* [What the task requires] Copy out, in full, every line of the entries below that contains the word "branch".

* [Data to use]
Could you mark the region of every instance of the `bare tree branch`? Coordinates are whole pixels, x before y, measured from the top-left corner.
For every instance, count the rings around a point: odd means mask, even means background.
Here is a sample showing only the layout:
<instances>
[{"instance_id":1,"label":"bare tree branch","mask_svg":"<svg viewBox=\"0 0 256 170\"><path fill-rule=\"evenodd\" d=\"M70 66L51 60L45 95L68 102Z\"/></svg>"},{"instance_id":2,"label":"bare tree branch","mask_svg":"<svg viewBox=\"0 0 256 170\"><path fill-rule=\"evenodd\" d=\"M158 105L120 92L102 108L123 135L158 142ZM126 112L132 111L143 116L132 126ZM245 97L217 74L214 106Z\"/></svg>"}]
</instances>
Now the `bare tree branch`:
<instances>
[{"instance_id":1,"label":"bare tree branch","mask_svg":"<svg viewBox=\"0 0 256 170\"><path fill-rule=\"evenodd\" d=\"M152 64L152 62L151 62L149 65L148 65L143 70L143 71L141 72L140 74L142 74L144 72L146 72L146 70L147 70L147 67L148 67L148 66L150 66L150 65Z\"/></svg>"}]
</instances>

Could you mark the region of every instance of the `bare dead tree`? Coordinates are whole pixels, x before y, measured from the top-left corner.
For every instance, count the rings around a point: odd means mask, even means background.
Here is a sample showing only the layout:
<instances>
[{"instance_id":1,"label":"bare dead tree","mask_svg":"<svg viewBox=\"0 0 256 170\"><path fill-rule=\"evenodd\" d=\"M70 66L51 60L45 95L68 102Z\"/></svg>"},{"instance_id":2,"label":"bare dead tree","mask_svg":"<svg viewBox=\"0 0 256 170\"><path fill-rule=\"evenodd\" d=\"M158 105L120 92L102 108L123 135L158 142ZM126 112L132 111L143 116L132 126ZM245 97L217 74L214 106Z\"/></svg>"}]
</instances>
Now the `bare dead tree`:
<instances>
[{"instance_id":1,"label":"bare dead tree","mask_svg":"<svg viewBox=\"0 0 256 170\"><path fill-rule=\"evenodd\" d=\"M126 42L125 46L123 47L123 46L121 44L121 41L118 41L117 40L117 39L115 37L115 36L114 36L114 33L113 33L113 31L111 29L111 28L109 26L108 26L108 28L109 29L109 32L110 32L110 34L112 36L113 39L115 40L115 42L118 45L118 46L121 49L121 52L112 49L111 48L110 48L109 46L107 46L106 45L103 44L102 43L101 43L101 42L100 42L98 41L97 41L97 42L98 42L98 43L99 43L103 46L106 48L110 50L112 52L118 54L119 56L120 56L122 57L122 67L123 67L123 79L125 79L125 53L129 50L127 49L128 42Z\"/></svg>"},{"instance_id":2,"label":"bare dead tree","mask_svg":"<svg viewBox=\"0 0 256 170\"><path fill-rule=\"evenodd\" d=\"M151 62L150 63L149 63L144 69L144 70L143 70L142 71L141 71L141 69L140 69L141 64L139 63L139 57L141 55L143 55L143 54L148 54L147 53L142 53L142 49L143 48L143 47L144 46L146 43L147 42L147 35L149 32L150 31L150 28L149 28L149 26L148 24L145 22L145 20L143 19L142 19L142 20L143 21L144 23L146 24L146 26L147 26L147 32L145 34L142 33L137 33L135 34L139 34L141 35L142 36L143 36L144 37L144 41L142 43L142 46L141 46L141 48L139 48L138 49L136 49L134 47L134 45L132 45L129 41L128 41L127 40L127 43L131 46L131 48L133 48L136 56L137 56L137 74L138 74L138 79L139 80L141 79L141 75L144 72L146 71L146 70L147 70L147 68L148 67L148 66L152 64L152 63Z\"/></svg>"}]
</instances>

* [Written response]
Could you mark the region of every instance of the `bare tree branch`? Coordinates are whole pixels, x before y, measured from the top-left corner.
[{"instance_id":1,"label":"bare tree branch","mask_svg":"<svg viewBox=\"0 0 256 170\"><path fill-rule=\"evenodd\" d=\"M70 66L51 60L45 95L68 102Z\"/></svg>"},{"instance_id":2,"label":"bare tree branch","mask_svg":"<svg viewBox=\"0 0 256 170\"><path fill-rule=\"evenodd\" d=\"M158 105L120 92L102 108L123 135L158 142ZM126 112L132 111L143 116L132 126ZM245 97L217 74L214 106Z\"/></svg>"}]
Now the `bare tree branch`:
[{"instance_id":1,"label":"bare tree branch","mask_svg":"<svg viewBox=\"0 0 256 170\"><path fill-rule=\"evenodd\" d=\"M152 64L152 62L151 62L149 65L148 65L143 70L143 71L141 72L140 74L142 74L144 72L146 72L146 70L147 70L147 67L148 67L148 66L150 66L150 65Z\"/></svg>"}]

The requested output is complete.